PROBLEM TO SOLVE: Return, word for word, the portion of the trophy buck care article that starts with "MAKE GOOD CUTS" and goes on through "of the mount.".

DOCUMENT PASSAGE:

You’ve spent countless hours studying trail camera pictures, keeping track of bucks since bow season. You have been diligent with slipping in and out of the woods and keeping your scent down. It’s all paid off, and now you’ve tagged a trophy buck. What you do now will impact the quality of your mount and the work your taxidermist faces. Take care of your buck, and your taxidermist will appreciate the effort. Here is advice from Laban Johnson, of Laban’s Taxidermy. on what to do prior to meeting with your taxidermist.
Hunters need to think about timing. Be sure to get all the pictures you want of your trophy, but the clock is ticking. You should deliver your buck within 6 hours of harvesting, based on Virginia’s average temperatures. If it’s warmer, you have less time – or a little more if it’s colder. If you can’t hit that time frame, place it in two plastic bags and put it in a freezer – or cool it as much as possible. If not, bacteria sets in that will open the hair follicles which will lead to hair slippage on the hide. This may require a new hide or cape for your mount.
MAKE GOOD CUTS
If you take your buck to a game processor, It wouldn’t hurt to ask him if he knows the proper way of skinning the deer for mounting purposes. If not, consider finding another processor or learning to cape deer yourself. Whether using a game processor or doing it yourself, make sure not to wet the cape or hide of the deer. Reducing the growth and spread of bacteria is critical. Second, avoid cutting the hide too short and not leaving enough for hide mounting. Also, reduce the number of knife cuts that may affect the hide and quality of the mount.
KEEP IT CLEAN
Making life easier on your taxidermist will help go a long way. Laban reminds hunters to not make unnecessary knife cuts that may not leave another material to work with. Also, minimize delivering dirty or bloody hides and capes.

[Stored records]
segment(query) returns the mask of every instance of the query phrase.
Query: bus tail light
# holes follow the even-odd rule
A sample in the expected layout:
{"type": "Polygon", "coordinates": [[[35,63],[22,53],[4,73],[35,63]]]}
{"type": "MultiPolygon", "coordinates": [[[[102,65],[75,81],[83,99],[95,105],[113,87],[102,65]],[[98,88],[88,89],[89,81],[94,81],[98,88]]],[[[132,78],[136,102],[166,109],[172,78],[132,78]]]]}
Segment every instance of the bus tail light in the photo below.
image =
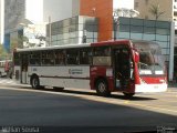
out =
{"type": "Polygon", "coordinates": [[[140,84],[147,84],[142,78],[139,78],[140,84]]]}

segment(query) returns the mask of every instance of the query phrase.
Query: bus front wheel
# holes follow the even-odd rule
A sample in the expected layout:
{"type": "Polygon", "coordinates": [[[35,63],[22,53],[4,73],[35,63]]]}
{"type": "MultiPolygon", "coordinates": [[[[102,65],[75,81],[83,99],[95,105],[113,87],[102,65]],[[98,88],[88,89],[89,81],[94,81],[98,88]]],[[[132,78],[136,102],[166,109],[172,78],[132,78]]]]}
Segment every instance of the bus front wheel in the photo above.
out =
{"type": "Polygon", "coordinates": [[[111,92],[108,91],[108,84],[105,80],[97,80],[96,93],[101,96],[108,96],[111,94],[111,92]]]}
{"type": "Polygon", "coordinates": [[[40,88],[40,80],[38,76],[33,76],[31,80],[31,85],[33,89],[39,89],[40,88]]]}

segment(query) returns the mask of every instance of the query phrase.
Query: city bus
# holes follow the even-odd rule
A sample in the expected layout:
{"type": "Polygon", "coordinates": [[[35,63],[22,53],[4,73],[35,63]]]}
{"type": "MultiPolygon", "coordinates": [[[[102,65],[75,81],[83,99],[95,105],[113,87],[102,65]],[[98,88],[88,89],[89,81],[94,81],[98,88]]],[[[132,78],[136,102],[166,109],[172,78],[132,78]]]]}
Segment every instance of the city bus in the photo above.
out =
{"type": "Polygon", "coordinates": [[[12,60],[1,60],[0,61],[0,78],[8,76],[11,78],[12,74],[12,60]]]}
{"type": "Polygon", "coordinates": [[[150,41],[117,40],[15,49],[14,79],[33,89],[75,88],[98,95],[164,92],[167,73],[160,47],[150,41]]]}

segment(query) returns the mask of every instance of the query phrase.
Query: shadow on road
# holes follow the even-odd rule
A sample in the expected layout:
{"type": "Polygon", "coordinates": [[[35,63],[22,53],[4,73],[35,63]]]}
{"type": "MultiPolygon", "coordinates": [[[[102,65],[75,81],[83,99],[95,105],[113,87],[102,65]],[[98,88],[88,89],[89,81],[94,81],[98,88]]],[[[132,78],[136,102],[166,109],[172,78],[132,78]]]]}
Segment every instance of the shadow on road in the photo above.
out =
{"type": "MultiPolygon", "coordinates": [[[[23,86],[21,89],[29,89],[31,90],[31,86],[23,86]]],[[[40,89],[40,91],[51,91],[51,92],[62,92],[62,93],[71,93],[71,94],[84,94],[84,95],[94,95],[94,96],[98,96],[96,94],[95,91],[93,92],[88,92],[88,91],[80,91],[80,90],[67,90],[67,89],[49,89],[49,88],[44,88],[44,89],[40,89]]],[[[119,100],[131,100],[131,101],[150,101],[150,100],[157,100],[157,99],[154,99],[154,98],[147,98],[147,96],[136,96],[136,94],[133,96],[133,98],[126,98],[125,95],[122,95],[122,93],[118,93],[117,94],[111,94],[110,96],[107,98],[111,98],[111,99],[119,99],[119,100]]]]}

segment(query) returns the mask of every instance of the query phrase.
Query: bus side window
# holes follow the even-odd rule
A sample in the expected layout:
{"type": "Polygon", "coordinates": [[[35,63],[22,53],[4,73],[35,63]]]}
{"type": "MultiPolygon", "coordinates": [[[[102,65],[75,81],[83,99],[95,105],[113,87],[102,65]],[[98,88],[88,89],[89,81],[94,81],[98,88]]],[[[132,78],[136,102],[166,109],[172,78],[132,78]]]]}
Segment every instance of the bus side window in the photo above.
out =
{"type": "Polygon", "coordinates": [[[55,51],[55,64],[65,64],[65,51],[64,50],[56,50],[55,51]]]}
{"type": "Polygon", "coordinates": [[[66,51],[66,63],[79,64],[79,49],[70,49],[66,51]]]}

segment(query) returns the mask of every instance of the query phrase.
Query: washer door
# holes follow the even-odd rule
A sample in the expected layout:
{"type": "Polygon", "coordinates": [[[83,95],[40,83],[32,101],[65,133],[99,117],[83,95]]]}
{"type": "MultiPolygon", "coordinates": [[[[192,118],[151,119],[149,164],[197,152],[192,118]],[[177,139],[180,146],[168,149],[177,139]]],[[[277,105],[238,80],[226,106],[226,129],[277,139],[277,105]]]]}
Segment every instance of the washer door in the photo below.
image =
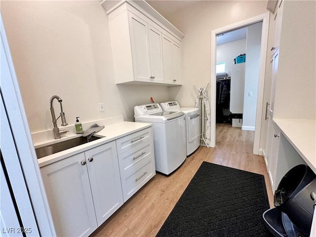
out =
{"type": "Polygon", "coordinates": [[[188,142],[195,141],[200,136],[199,114],[196,114],[188,117],[188,142]]]}

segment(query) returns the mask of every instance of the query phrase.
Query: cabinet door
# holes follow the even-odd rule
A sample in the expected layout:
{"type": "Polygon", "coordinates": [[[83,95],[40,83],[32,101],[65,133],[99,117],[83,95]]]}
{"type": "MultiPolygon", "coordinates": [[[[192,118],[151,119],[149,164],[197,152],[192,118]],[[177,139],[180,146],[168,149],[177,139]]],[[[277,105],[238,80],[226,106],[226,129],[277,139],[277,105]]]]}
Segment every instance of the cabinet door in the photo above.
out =
{"type": "Polygon", "coordinates": [[[275,183],[276,165],[277,164],[277,155],[278,153],[278,145],[279,143],[280,131],[279,129],[274,124],[272,126],[273,132],[271,134],[271,151],[270,154],[270,162],[269,166],[269,175],[271,182],[271,187],[274,193],[276,189],[275,183]]]}
{"type": "Polygon", "coordinates": [[[163,74],[161,33],[150,25],[148,25],[148,40],[151,72],[150,78],[152,81],[162,83],[163,74]]]}
{"type": "Polygon", "coordinates": [[[135,80],[150,81],[147,23],[130,12],[128,12],[128,18],[135,80]]]}
{"type": "Polygon", "coordinates": [[[99,226],[123,204],[115,141],[84,153],[99,226]]]}
{"type": "Polygon", "coordinates": [[[171,84],[174,82],[173,81],[172,40],[164,35],[162,35],[162,55],[164,82],[171,84]]]}
{"type": "Polygon", "coordinates": [[[179,44],[172,42],[172,62],[173,65],[173,81],[175,84],[181,83],[181,50],[179,44]]]}
{"type": "Polygon", "coordinates": [[[57,236],[91,234],[97,226],[83,154],[43,167],[40,172],[57,236]]]}

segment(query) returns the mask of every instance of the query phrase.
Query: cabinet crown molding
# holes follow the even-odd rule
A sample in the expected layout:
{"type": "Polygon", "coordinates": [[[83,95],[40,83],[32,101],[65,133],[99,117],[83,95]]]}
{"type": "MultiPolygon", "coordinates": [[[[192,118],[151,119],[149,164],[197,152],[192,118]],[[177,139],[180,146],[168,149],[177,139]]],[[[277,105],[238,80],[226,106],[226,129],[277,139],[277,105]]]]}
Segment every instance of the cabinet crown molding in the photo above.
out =
{"type": "MultiPolygon", "coordinates": [[[[170,23],[166,18],[156,11],[152,6],[149,5],[144,0],[123,0],[118,1],[115,0],[103,0],[101,4],[105,10],[108,15],[113,12],[120,6],[127,3],[134,8],[137,9],[146,16],[152,19],[153,17],[156,20],[156,23],[163,28],[167,29],[181,40],[184,37],[184,35],[178,30],[173,25],[170,23]]],[[[126,5],[126,4],[125,4],[126,5]]],[[[127,7],[127,6],[126,6],[127,7]]]]}
{"type": "Polygon", "coordinates": [[[267,9],[272,13],[275,13],[277,0],[268,0],[267,3],[267,9]]]}

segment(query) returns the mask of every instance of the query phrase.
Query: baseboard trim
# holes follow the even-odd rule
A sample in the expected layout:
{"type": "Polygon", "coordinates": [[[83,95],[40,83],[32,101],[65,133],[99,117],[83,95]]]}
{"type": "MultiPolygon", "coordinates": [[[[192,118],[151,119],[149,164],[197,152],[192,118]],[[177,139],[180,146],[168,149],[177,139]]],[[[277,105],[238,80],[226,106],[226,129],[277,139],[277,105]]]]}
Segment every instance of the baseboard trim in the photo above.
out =
{"type": "Polygon", "coordinates": [[[241,130],[245,130],[247,131],[254,131],[255,127],[251,126],[241,126],[241,130]]]}
{"type": "Polygon", "coordinates": [[[263,149],[262,148],[260,148],[259,149],[259,155],[260,156],[263,156],[263,157],[265,157],[265,151],[263,150],[263,149]]]}

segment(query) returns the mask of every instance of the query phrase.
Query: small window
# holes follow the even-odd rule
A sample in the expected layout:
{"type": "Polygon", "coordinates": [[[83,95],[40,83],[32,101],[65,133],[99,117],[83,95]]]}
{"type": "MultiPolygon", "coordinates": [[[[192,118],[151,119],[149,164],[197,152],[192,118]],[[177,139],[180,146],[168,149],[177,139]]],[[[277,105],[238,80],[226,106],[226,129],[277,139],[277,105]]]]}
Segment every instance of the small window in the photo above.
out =
{"type": "Polygon", "coordinates": [[[216,73],[225,72],[225,62],[218,63],[216,64],[216,73]]]}

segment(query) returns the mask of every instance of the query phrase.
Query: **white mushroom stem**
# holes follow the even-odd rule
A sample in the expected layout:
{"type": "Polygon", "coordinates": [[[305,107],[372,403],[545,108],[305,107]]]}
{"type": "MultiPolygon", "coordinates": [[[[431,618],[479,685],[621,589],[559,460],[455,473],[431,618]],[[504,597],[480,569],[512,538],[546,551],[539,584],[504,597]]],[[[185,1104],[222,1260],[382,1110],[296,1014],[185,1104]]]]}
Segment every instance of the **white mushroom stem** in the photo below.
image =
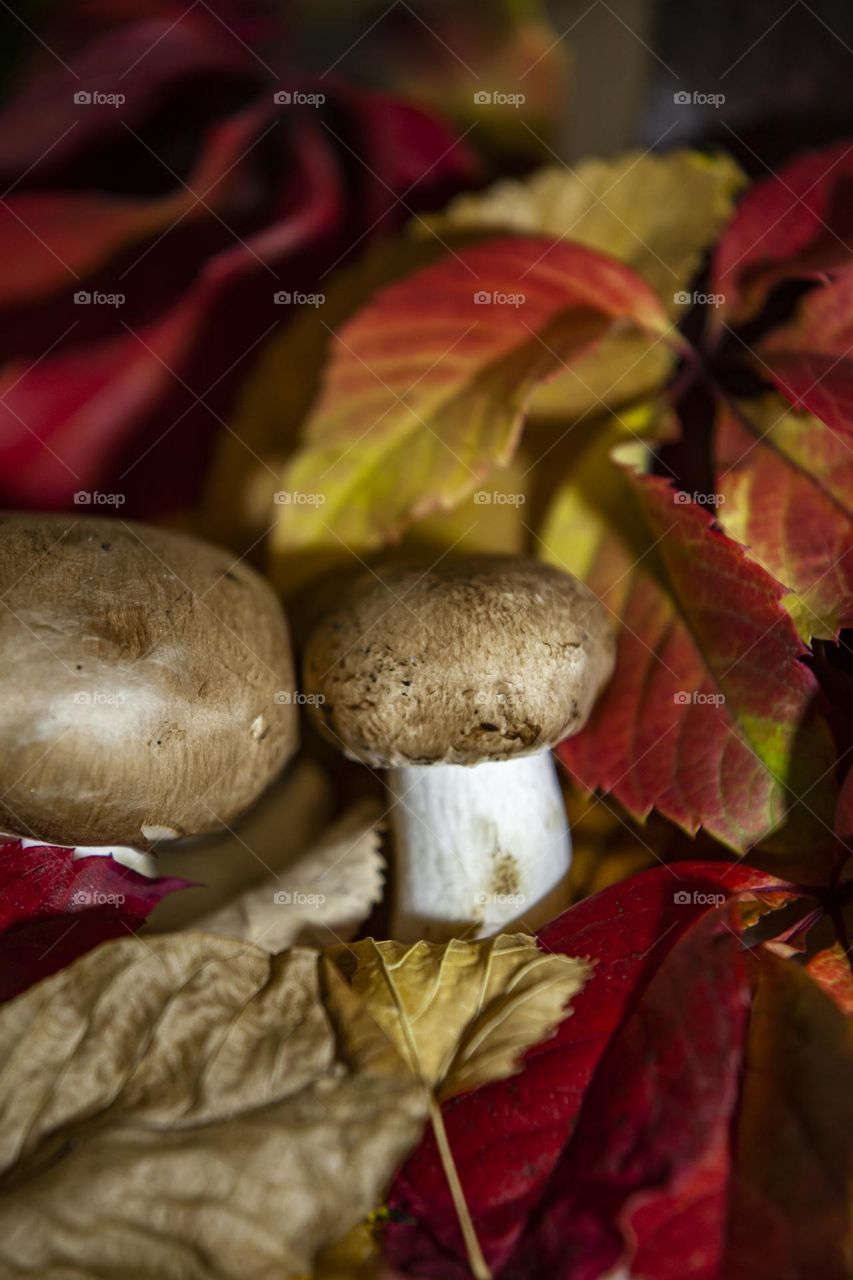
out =
{"type": "Polygon", "coordinates": [[[549,750],[391,769],[391,934],[435,941],[535,928],[567,905],[571,840],[549,750]]]}

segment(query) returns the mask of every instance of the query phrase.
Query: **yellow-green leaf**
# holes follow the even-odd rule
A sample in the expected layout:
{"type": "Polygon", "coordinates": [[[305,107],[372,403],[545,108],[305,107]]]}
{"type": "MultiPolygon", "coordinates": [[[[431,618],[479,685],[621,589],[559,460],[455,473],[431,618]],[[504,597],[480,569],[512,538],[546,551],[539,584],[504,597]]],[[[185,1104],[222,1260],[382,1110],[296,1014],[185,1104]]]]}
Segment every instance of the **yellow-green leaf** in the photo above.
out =
{"type": "Polygon", "coordinates": [[[630,326],[667,328],[648,285],[567,243],[487,242],[382,291],[336,335],[282,479],[280,581],[457,506],[512,457],[534,388],[630,326]]]}
{"type": "Polygon", "coordinates": [[[553,1034],[590,972],[524,933],[412,945],[366,938],[324,959],[442,1098],[515,1071],[526,1048],[553,1034]]]}
{"type": "Polygon", "coordinates": [[[428,219],[451,230],[553,236],[612,253],[648,280],[670,315],[734,207],[745,175],[724,154],[628,151],[551,165],[459,196],[428,219]]]}

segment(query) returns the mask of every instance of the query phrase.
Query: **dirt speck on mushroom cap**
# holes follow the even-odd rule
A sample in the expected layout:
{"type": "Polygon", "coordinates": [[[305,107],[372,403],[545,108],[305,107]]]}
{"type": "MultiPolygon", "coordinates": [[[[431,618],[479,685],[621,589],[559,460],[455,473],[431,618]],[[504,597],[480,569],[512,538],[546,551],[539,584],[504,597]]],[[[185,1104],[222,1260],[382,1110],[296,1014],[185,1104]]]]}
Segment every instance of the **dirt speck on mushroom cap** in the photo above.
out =
{"type": "Polygon", "coordinates": [[[350,756],[388,768],[530,754],[576,732],[615,640],[583,582],[539,561],[466,557],[355,579],[314,628],[304,684],[350,756]]]}
{"type": "Polygon", "coordinates": [[[143,525],[0,516],[4,828],[145,846],[231,823],[279,773],[287,622],[232,561],[143,525]]]}

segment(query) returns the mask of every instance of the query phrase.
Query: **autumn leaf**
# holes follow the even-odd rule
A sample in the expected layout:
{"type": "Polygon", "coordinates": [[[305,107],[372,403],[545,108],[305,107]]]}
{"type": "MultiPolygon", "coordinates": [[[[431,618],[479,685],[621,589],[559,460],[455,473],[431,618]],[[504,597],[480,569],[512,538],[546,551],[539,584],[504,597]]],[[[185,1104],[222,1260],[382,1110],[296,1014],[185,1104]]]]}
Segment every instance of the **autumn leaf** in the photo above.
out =
{"type": "Polygon", "coordinates": [[[721,294],[715,326],[743,324],[788,279],[825,279],[853,255],[853,146],[834,143],[798,156],[754,183],[722,234],[711,268],[721,294]]]}
{"type": "Polygon", "coordinates": [[[379,812],[378,800],[357,801],[301,858],[202,916],[196,927],[273,952],[351,937],[382,897],[379,812]]]}
{"type": "MultiPolygon", "coordinates": [[[[136,858],[146,861],[142,854],[136,858]]],[[[158,902],[187,887],[186,879],[141,874],[113,856],[3,837],[0,1000],[17,996],[108,938],[134,932],[158,902]]]]}
{"type": "Polygon", "coordinates": [[[366,938],[332,947],[324,959],[439,1098],[516,1070],[589,977],[583,960],[546,955],[524,933],[411,945],[366,938]]]}
{"type": "Polygon", "coordinates": [[[715,461],[725,532],[792,595],[803,640],[853,625],[853,453],[780,397],[721,404],[715,461]]]}
{"type": "Polygon", "coordinates": [[[671,315],[731,212],[744,175],[727,155],[626,151],[548,166],[457,196],[425,223],[451,230],[514,230],[570,239],[638,271],[671,315]]]}
{"type": "MultiPolygon", "coordinates": [[[[725,904],[727,897],[745,895],[751,900],[771,896],[779,905],[795,892],[744,867],[683,863],[615,884],[543,929],[540,945],[547,952],[579,954],[594,961],[594,977],[574,1001],[573,1016],[552,1039],[528,1052],[524,1070],[511,1082],[487,1084],[443,1107],[473,1226],[501,1280],[540,1276],[537,1247],[548,1243],[551,1211],[562,1212],[560,1206],[573,1188],[578,1197],[589,1196],[592,1208],[616,1174],[619,1160],[629,1162],[631,1152],[635,1165],[633,1170],[624,1165],[622,1190],[616,1181],[610,1183],[615,1206],[628,1203],[626,1197],[635,1197],[639,1206],[642,1187],[663,1206],[669,1188],[658,1170],[671,1170],[675,1179],[678,1165],[679,1171],[692,1172],[685,1185],[689,1180],[694,1192],[703,1172],[708,1174],[706,1185],[716,1185],[719,1221],[720,1170],[715,1174],[715,1160],[734,1105],[733,1060],[726,1046],[731,1034],[736,1048],[744,1007],[738,927],[725,904]],[[720,1005],[708,1007],[711,998],[720,1005]],[[703,1048],[697,1050],[698,1044],[703,1048]],[[594,1157],[587,1146],[584,1161],[601,1158],[603,1180],[594,1184],[590,1179],[587,1187],[590,1170],[583,1161],[573,1179],[562,1179],[557,1171],[562,1160],[574,1158],[574,1135],[580,1134],[579,1117],[588,1103],[593,1108],[590,1135],[597,1132],[602,1146],[594,1157]],[[646,1152],[638,1129],[628,1135],[626,1120],[646,1126],[651,1151],[646,1152]],[[654,1156],[663,1164],[656,1164],[654,1156]],[[681,1157],[686,1157],[684,1164],[681,1157]],[[543,1197],[552,1190],[549,1212],[540,1215],[543,1197]],[[528,1231],[533,1235],[526,1236],[528,1231]],[[515,1268],[516,1249],[520,1242],[526,1249],[526,1239],[538,1245],[532,1244],[525,1266],[515,1268]]],[[[685,1207],[692,1203],[685,1199],[685,1207]]],[[[398,1174],[389,1207],[386,1240],[392,1263],[435,1280],[466,1277],[465,1247],[429,1133],[398,1174]]],[[[588,1226],[597,1224],[599,1240],[610,1225],[602,1210],[603,1199],[585,1219],[588,1226]]],[[[649,1213],[646,1222],[653,1221],[649,1213]]],[[[571,1248],[573,1238],[557,1230],[549,1244],[571,1248]]],[[[674,1253],[672,1265],[683,1257],[674,1253]]],[[[581,1274],[597,1276],[598,1271],[581,1274]]]]}
{"type": "Polygon", "coordinates": [[[282,580],[459,504],[512,457],[533,389],[629,324],[666,329],[652,291],[569,243],[492,241],[380,291],[338,332],[282,477],[282,580]]]}
{"type": "Polygon", "coordinates": [[[357,1065],[337,1056],[309,951],[127,938],[5,1005],[3,1274],[310,1274],[379,1201],[425,1114],[337,982],[338,1014],[368,1025],[357,1065]]]}
{"type": "Polygon", "coordinates": [[[593,435],[539,539],[621,627],[616,673],[561,758],[634,817],[654,808],[736,850],[786,817],[822,836],[834,750],[784,588],[703,507],[643,474],[644,447],[611,461],[619,439],[593,435]]]}
{"type": "Polygon", "coordinates": [[[711,914],[613,1037],[502,1277],[722,1274],[747,1007],[736,925],[711,914]]]}
{"type": "MultiPolygon", "coordinates": [[[[808,293],[794,319],[760,344],[756,360],[792,404],[808,410],[836,433],[848,460],[853,438],[852,348],[853,271],[808,293]]],[[[849,461],[845,470],[849,475],[849,461]]],[[[845,492],[849,495],[849,485],[845,492]]]]}
{"type": "MultiPolygon", "coordinates": [[[[466,1257],[478,1280],[488,1276],[439,1102],[516,1071],[524,1051],[565,1019],[589,965],[546,954],[526,934],[414,945],[368,938],[332,948],[324,964],[339,966],[424,1087],[466,1257]]],[[[351,1043],[346,1021],[341,1025],[351,1043]]]]}
{"type": "MultiPolygon", "coordinates": [[[[762,948],[730,1196],[730,1280],[847,1280],[853,1256],[853,1023],[762,948]]],[[[849,973],[849,965],[848,965],[849,973]]]]}
{"type": "MultiPolygon", "coordinates": [[[[642,275],[676,319],[692,303],[686,285],[743,182],[735,161],[722,154],[629,151],[497,182],[459,196],[425,223],[443,237],[512,230],[610,253],[642,275]]],[[[424,234],[423,227],[415,232],[424,234]]],[[[530,413],[565,422],[590,410],[629,404],[662,387],[674,367],[675,352],[660,335],[612,333],[538,388],[530,413]]]]}
{"type": "Polygon", "coordinates": [[[398,238],[373,246],[324,285],[323,310],[306,307],[264,343],[243,383],[205,486],[201,529],[210,538],[250,547],[277,513],[280,472],[298,448],[302,424],[316,398],[323,370],[343,328],[380,288],[433,261],[437,241],[398,238]],[[298,376],[296,376],[298,375],[298,376]]]}

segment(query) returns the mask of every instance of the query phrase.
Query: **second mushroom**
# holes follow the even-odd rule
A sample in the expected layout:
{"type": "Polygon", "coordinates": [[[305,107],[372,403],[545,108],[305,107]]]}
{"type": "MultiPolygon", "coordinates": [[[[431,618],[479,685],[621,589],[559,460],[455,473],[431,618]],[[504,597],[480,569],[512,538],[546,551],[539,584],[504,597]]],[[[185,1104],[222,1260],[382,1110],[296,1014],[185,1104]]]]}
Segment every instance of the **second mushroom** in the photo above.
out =
{"type": "Polygon", "coordinates": [[[551,748],[613,667],[603,607],[538,561],[471,557],[355,579],[309,637],[305,689],[351,759],[388,769],[401,941],[532,928],[566,905],[551,748]]]}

SOLUTION BELOW:
MAKE GOOD CUTS
If you take your buck to a game processor, It wouldn’t hurt to ask him if he knows the proper way of skinning the deer for mounting purposes. If not, consider finding another processor or learning to cape deer yourself. Whether using a game processor or doing it yourself, make sure not to wet the cape or hide of the deer. Reducing the growth and spread of bacteria is critical. Second, avoid cutting the hide too short and not leaving enough for hide mounting. Also, reduce the number of knife cuts that may affect the hide and quality of the mount.